## Page excerpt
============
Imagining the future(s)

Beginning in late 2015, Knight Foundation began a scenario planning process to imagine how the context around its central work supporting informed and engaged communities could change. We started by asking what the conditions might be for communities in 2026.

This process of interrogation prompted broad conversations across our organization, conversations that were greatly influenced and shaped by friends and colleagues in a wide range of fields. These discussions led us to consider several other important questions that are fundamental to our work:

What predictable trends and emergent uncertainties will be the key forces that shape the future? How might they affect our areas of interest?

What capabilities should our organization build or acquire to be successful and resilient in the face of uncertainty? How will we define success?

How fragile are our current assumptions about the future, and how fragile are the investment strategies informed by these assumptions?

What indicators should we monitor to better anticipate shifts in the external environment?

Thinking broadly about the future — or, as it turns out, several possible futures — demanded an uncommon degree of institutional soul-searching and forbearance. Concrete answers to questions such as those we posed do not always readily present themselves, and the process of seeking them required reflection on the broader context of our work — and the likelihood of tectonic shifts that could have a significant impact on Knight’s areas of concern: communities, the arts, and journalism.

Our gaze forward ultimately resulted in the development of three scenarios that attempt to position these areas of interest within the uncertainties of the broader world. The remainder of this document describes the process by which we developed this scenarios, and then offers the scenarios themselves for discussion, comment, and reflection.

Objectives and Approach

We did not undertake this process as an attempt to predict the future. Rather, we sought to develop plausible stories about what alternative futures might look like to facilitate discussion over critical questions on how to best fulfill our mission today and tomorrow.

The scenarios presented here incorporate contributions from over 200 key thought leaders in various industries. We spoke to people close to our grantmaking: leaders of media companies (old and new), museum directors and artists, civic innovators and urban theorists. We also looked far beyond our current areas of focus, speaking to Fortune 500 executives, venture capitalists, leading-edge doctors and medical researchers, and scientists working on emerging fields like machine learning and artificial intelligence, as well as community and religious leaders. Our inquiry was primarily domestic, but we also sought to gain a perspective on the relevant global context.

The three scenarios represent boundaries of potential futures. They are not equally likely, but each is intended to depict a possible, if extreme, future. They are also not meant to be predictive. Instead, they provide guideposts that help us to understand potential futures and inform our work. They are provocative, and deliberately so. In some cases we stretched projections further than many of our experts would bet on.
============
## Supplied records

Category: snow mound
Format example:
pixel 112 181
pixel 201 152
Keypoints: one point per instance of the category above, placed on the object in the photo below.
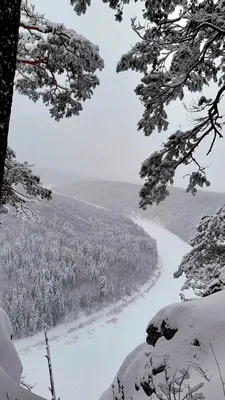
============
## Study questions
(A) In the passage on Knight Foundation's scenario planning, translate this sentence into Spanish: "We did not undertake this process as an attempt to predict the future."
(B) Continue the passage on Knight Foundation's scenario planning, starting after its final sentence.

## Answer section
(A) No emprendimos este proceso como un intento de predecir el futuro.

(B)
Because they provide a view from the limited vantage point of the issues we care about, the scenarios are also imperfect and incomplete. Some readers might scrutinize gaps in the list of forces and concepts we developed. Other readers might challenge how we conceived and prioritized potential forces of change. Others still might draw radically different conclusions.

This is exactly the discussion we intend.

Scenario Framework

From our research and discussions, we identified more than 80 social, technological, economic, environmental and political forces, all of which could affect the ways in which people consume information and engage with society over the next decade. The three scenarios have been built through a consideration of how 20 forces with the greatest potential impact could intersect, as extrapolated from external input and research.1

Two change drivers — the economy and technology — provided the overarching structure around which we built the scenarios. Consequentially, these two uncertainties have great potential variability and significance: Their possible interactions and collisions over the next decade yielded scenarios that allowed us to fully explore plausible polarities in outcomes. We then organized the other forces around these two leading drivers and examined various configurations of all 20 forces. The resulting constellation of forces was arranged so that each of the three scenarios was internally consistent and fundamentally different from the others.

The three scenarios are:

This scenario describes a spiral of gradual decline, with a weak economy and growing socio-economic chasms feeding and mutually reinforcing each other. This is an America building walls and drifting apart, under the leadership of a populist, isolationist government.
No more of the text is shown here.